- PROBLEM DESCRIPTION -
Retype the lines below word for word, omitting the pictures.

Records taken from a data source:
________________

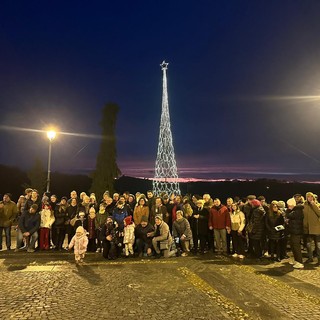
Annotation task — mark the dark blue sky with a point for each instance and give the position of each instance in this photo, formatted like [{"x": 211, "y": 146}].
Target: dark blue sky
[{"x": 243, "y": 77}]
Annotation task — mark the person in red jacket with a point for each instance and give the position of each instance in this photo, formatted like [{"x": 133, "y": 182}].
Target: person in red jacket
[{"x": 220, "y": 223}]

________________

- EXERCISE ANSWER -
Annotation task — mark the dark blue sky with a point for each instance and give the position of each instance in this photo, formatted like [{"x": 211, "y": 146}].
Target: dark blue sky
[{"x": 243, "y": 77}]
Annotation task — mark the person in red jacket with a point for each instance and give the position of each instance in this photo, formatted like [{"x": 133, "y": 182}].
Target: person in red jacket
[{"x": 220, "y": 223}]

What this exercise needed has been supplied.